◆ What you have to do
For each line in the records that contains "kindly", make a copy.

◆ Raw data
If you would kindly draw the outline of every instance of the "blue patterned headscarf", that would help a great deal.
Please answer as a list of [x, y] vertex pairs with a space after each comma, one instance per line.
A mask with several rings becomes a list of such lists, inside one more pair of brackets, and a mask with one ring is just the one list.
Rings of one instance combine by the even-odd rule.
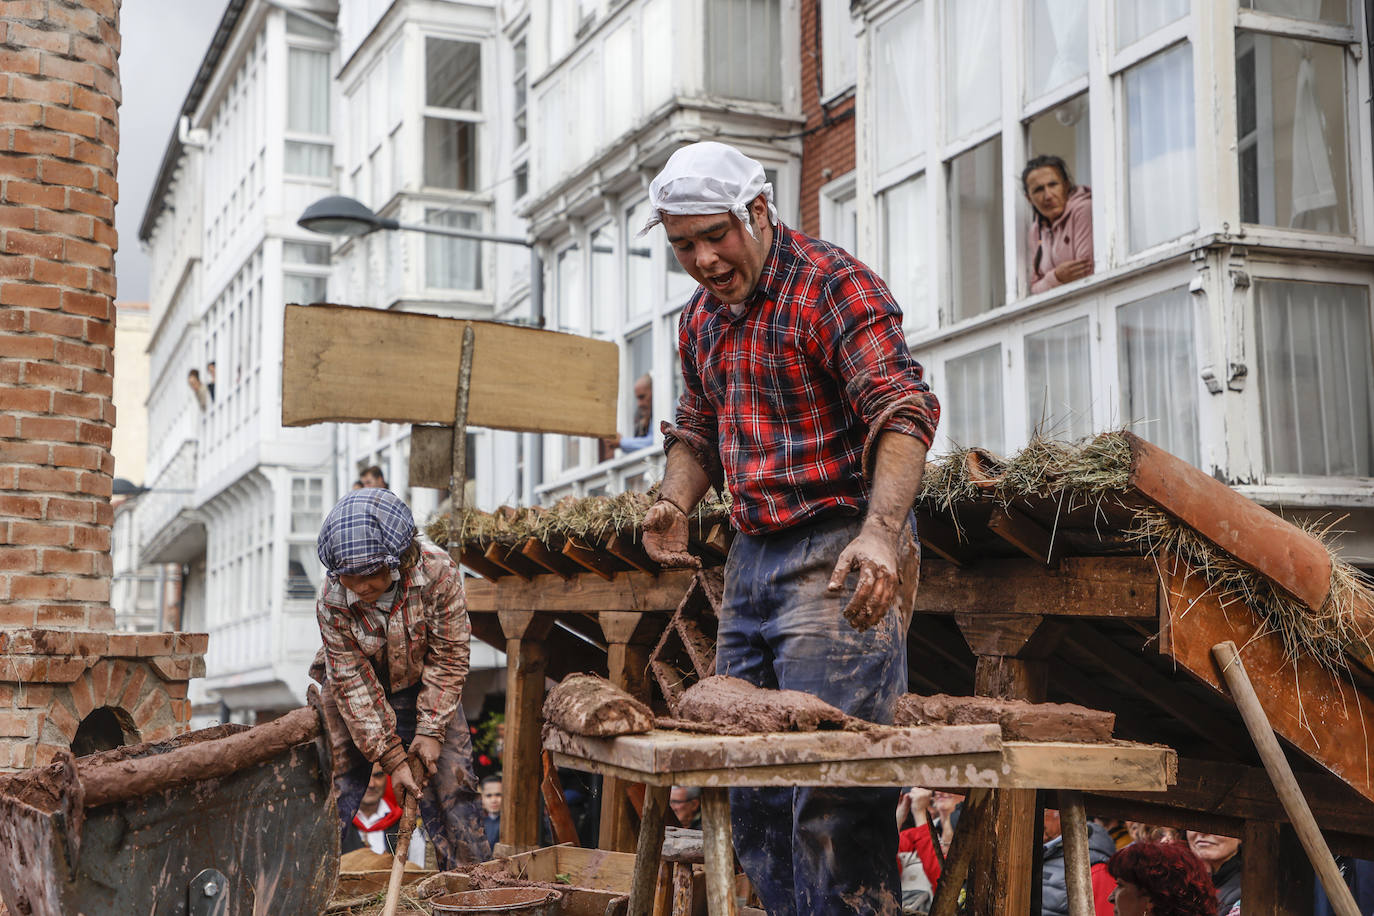
[[383, 487], [353, 490], [325, 517], [316, 550], [331, 576], [395, 570], [415, 537], [415, 517]]

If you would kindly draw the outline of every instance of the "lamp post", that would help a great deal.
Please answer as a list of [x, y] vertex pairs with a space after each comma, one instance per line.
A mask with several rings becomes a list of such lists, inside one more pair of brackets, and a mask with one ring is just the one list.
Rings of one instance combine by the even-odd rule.
[[410, 232], [425, 232], [430, 235], [447, 235], [453, 238], [472, 239], [476, 242], [494, 242], [498, 245], [521, 245], [530, 250], [530, 308], [533, 312], [535, 327], [544, 326], [544, 266], [539, 251], [527, 239], [514, 235], [493, 235], [474, 229], [461, 229], [457, 226], [428, 226], [423, 223], [402, 223], [386, 216], [378, 216], [362, 202], [351, 197], [334, 195], [315, 201], [305, 208], [296, 225], [322, 235], [336, 235], [352, 238], [367, 235], [379, 229], [404, 229]]

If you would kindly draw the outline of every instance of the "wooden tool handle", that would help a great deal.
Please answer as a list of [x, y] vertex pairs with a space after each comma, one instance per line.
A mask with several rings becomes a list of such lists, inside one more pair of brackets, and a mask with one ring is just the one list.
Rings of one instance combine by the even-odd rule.
[[[420, 791], [423, 792], [424, 767], [420, 766], [418, 760], [412, 760], [410, 771], [415, 776], [416, 785], [420, 786]], [[401, 899], [401, 879], [405, 876], [406, 859], [410, 855], [410, 837], [415, 833], [415, 821], [419, 815], [419, 796], [406, 793], [405, 804], [401, 807], [401, 826], [396, 832], [396, 858], [391, 862], [391, 880], [387, 882], [386, 905], [382, 907], [382, 916], [396, 916], [396, 904]]]

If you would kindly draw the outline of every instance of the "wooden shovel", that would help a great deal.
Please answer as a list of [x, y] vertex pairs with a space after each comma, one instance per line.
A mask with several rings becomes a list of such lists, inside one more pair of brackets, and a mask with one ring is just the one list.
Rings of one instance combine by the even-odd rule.
[[[415, 777], [416, 785], [423, 792], [425, 777], [428, 775], [424, 772], [424, 767], [418, 760], [412, 760], [410, 772]], [[405, 804], [401, 807], [401, 826], [396, 833], [396, 858], [391, 863], [391, 881], [386, 886], [386, 905], [382, 907], [382, 916], [396, 916], [396, 904], [401, 899], [401, 880], [405, 877], [406, 860], [410, 856], [410, 837], [415, 833], [415, 821], [419, 814], [419, 796], [407, 793]]]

◆ Your response
If you would kindly draw the outline of every instance of the "blue patterned headscarf", that would help a great deal.
If you would kindly draw the outline of every instance of the "lamp post", that would help a great deal.
If you would kindly draw the outline of every instance of the "wooden tool handle", that would help a great deal.
If you would kindly draw the outline of every instance of the "wooden shovel", that would help a great deal.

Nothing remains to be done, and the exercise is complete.